- **Directions**
Give back exactly the lines running from the line with "Look at the photo above. For every instance of the glass" to the end of the entries, and only those lines.

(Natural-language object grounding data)
- Opening Delimiter -

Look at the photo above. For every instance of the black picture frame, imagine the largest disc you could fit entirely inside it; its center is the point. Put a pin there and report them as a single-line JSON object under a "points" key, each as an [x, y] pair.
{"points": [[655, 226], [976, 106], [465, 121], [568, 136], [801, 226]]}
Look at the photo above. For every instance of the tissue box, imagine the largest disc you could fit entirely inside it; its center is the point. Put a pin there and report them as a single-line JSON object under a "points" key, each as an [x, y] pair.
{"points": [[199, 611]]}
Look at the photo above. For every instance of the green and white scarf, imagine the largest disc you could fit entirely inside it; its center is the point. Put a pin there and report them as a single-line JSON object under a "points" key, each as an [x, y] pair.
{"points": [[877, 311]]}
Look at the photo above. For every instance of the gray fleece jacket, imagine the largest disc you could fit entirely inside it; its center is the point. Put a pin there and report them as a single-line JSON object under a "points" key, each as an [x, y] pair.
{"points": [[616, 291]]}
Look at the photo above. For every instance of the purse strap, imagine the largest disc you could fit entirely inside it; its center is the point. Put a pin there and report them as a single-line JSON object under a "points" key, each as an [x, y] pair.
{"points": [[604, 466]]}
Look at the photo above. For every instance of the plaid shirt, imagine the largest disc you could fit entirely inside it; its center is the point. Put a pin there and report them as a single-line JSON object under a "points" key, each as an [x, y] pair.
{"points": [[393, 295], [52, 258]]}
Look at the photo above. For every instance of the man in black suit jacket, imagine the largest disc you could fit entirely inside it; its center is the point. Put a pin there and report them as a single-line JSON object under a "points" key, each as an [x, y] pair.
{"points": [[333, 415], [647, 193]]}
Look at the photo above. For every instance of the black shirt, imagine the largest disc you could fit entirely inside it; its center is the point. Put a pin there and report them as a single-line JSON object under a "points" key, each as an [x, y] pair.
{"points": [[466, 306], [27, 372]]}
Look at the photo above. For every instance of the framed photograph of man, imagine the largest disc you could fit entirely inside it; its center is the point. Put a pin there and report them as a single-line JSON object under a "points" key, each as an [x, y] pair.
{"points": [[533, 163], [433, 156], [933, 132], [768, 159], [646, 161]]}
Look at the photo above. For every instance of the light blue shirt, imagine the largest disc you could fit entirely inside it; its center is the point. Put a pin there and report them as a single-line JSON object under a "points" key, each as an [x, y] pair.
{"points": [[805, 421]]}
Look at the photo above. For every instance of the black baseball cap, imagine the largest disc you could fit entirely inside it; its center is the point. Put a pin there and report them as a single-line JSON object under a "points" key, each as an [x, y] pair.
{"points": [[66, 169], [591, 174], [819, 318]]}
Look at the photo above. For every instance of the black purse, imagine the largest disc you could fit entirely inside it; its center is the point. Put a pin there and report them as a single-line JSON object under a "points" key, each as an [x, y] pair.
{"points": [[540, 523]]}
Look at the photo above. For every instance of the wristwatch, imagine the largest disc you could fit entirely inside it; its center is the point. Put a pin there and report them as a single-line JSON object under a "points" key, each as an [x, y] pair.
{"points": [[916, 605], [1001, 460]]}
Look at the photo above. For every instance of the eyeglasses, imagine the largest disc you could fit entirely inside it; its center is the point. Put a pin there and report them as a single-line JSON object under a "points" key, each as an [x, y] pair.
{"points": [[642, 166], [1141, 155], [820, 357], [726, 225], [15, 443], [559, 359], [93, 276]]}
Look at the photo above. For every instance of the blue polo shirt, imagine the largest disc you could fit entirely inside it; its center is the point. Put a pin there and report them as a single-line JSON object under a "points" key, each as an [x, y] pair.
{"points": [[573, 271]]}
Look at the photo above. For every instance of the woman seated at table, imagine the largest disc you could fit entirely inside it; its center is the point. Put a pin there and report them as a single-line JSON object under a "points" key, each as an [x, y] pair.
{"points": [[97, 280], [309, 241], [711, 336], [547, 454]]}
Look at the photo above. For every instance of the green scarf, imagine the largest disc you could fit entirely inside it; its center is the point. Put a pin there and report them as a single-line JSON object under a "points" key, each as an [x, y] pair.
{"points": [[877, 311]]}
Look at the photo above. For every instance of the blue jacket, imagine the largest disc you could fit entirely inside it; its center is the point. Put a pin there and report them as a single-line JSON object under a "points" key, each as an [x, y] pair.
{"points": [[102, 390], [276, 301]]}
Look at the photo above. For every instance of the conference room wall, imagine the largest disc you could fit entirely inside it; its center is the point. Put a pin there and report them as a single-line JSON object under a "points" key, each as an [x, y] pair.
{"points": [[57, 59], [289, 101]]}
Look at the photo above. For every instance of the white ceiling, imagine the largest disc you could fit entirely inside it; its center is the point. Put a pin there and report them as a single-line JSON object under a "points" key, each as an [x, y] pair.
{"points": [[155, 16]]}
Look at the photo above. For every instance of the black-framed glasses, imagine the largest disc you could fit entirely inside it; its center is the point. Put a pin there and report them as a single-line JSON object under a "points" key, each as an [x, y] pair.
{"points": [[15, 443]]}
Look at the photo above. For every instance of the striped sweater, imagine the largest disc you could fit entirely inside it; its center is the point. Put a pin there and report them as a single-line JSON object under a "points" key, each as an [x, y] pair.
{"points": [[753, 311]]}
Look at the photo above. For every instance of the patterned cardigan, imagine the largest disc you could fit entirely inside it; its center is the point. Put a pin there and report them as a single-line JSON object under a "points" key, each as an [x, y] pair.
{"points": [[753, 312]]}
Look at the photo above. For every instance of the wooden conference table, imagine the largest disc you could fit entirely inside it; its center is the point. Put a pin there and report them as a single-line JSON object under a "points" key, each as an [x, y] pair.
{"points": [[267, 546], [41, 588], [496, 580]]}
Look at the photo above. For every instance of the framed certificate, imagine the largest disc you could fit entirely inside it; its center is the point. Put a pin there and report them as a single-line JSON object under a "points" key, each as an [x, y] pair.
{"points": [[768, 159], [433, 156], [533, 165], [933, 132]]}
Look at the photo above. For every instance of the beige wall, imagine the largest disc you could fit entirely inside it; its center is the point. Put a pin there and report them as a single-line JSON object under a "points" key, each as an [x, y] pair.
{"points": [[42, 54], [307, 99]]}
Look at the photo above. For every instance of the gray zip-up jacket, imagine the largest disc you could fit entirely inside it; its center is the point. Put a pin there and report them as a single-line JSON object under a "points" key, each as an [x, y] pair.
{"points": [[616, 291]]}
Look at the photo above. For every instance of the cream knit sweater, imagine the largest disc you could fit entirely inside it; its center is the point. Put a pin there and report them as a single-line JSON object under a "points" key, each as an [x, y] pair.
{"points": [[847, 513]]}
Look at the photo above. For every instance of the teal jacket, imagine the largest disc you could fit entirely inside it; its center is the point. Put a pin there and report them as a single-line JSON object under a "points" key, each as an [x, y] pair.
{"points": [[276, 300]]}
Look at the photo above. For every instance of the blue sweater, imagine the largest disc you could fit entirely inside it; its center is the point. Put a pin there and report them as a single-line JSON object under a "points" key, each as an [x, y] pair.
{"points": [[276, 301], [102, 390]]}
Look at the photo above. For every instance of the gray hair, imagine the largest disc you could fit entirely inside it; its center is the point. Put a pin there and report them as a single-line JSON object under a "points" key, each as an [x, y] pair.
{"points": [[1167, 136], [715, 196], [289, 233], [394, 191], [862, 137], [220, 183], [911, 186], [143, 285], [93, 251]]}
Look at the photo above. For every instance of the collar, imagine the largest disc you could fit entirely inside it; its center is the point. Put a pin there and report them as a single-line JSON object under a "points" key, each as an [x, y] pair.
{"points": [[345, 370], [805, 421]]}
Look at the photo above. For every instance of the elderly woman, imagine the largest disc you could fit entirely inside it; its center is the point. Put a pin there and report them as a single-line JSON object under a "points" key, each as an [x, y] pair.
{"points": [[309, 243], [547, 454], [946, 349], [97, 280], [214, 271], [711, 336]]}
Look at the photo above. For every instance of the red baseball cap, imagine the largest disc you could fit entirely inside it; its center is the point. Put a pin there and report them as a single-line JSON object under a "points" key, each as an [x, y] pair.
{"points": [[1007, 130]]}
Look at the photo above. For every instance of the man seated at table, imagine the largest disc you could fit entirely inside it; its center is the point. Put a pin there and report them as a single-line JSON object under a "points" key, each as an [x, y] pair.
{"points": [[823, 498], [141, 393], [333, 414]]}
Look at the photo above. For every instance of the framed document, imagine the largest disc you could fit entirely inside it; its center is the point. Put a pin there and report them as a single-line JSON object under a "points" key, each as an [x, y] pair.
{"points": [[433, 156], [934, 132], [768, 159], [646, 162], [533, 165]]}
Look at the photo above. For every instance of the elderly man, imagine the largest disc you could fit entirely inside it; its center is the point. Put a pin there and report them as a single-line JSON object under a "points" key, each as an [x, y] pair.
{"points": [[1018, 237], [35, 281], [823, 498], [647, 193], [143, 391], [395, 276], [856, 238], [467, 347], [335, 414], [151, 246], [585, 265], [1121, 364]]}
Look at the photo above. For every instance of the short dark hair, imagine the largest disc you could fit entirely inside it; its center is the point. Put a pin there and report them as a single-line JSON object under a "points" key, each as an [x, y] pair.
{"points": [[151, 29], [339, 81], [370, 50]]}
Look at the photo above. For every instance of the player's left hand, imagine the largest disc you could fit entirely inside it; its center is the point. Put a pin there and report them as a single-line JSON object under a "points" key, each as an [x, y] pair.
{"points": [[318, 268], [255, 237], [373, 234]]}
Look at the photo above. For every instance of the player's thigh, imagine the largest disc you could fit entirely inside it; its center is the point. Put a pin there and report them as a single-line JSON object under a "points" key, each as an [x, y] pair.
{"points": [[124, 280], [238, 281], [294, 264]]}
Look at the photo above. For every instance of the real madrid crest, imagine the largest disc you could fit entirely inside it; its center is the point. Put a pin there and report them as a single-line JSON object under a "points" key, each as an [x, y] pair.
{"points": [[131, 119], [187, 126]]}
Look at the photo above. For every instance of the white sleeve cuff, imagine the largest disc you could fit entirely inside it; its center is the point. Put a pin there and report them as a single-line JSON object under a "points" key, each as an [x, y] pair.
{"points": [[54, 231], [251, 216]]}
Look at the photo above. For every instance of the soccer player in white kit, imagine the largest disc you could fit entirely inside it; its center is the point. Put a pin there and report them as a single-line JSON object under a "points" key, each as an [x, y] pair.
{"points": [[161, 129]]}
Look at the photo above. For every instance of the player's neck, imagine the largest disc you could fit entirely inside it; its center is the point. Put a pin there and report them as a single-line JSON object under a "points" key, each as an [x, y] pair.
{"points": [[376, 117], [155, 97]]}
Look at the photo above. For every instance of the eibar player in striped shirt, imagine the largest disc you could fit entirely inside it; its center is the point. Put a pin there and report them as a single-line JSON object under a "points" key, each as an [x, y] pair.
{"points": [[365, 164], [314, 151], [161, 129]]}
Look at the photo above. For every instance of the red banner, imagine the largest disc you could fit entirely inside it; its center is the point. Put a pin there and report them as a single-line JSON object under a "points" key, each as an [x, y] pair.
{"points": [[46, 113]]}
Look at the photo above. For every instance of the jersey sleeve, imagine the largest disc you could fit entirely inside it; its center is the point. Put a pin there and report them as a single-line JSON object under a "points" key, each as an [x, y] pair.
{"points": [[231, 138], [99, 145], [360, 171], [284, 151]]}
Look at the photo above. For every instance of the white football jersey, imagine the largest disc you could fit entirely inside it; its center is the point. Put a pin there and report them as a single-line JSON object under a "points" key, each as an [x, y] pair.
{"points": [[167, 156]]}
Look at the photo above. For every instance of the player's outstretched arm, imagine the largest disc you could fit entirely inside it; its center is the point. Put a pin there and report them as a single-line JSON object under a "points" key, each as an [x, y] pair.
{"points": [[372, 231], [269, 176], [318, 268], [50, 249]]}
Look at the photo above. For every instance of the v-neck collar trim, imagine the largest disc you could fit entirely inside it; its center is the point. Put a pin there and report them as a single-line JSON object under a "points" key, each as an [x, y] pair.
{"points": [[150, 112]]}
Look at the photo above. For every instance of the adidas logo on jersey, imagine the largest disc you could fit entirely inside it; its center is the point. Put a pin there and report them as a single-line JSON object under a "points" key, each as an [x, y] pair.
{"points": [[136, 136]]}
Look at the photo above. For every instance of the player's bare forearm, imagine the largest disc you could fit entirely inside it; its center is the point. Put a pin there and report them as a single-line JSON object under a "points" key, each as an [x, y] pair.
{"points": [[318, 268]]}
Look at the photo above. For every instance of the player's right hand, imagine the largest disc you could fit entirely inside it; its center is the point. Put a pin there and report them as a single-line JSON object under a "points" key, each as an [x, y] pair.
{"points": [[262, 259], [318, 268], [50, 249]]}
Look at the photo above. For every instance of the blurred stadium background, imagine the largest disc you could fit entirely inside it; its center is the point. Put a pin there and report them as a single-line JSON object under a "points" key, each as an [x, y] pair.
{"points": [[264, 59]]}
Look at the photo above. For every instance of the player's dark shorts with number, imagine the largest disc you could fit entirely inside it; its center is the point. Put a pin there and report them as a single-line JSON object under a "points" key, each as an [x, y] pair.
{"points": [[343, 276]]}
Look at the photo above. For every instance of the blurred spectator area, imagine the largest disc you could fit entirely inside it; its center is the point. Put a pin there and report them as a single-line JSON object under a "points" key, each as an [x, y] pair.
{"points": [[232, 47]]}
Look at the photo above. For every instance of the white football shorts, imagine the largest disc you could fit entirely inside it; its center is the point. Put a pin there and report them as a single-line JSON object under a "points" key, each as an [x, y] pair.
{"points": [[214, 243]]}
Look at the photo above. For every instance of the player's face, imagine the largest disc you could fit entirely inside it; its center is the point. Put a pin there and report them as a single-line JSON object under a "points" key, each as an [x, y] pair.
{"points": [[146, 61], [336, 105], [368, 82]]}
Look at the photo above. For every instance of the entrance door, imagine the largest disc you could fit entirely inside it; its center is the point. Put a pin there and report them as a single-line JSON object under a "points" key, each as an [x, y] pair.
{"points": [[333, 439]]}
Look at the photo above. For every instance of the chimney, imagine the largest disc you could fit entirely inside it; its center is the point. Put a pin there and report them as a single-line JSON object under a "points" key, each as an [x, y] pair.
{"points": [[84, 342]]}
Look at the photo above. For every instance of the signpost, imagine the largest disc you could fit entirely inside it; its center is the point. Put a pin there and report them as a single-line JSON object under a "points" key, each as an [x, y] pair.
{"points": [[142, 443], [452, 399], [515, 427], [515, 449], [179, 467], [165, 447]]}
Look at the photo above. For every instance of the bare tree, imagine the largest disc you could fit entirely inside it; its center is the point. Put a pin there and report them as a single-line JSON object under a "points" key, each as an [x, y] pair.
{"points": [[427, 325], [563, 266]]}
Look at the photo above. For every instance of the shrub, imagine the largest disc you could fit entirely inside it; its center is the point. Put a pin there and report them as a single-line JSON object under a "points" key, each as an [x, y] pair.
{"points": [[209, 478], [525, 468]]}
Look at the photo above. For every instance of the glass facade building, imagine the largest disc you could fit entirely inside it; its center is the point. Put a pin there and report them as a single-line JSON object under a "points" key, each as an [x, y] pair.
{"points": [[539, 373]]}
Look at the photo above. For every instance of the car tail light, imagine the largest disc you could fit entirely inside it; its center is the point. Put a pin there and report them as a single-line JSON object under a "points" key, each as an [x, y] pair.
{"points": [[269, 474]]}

- Closing Delimiter -

- **Response**
Look at the photo above. For every instance of the glass facade building, imagine the largest disc you could fit entirely inside it; its center is the point. Put a pin there and report them as a single-line JSON object under a "points" key, each as an [x, y] pair.
{"points": [[539, 373]]}
Look at the photo above. For every instance of the car tail light, imagine the largest disc you could fit entirely inside it; its center is the point. Put a pin there and report them as a single-line JSON object under a "points" key, each as an [x, y] pair.
{"points": [[269, 474]]}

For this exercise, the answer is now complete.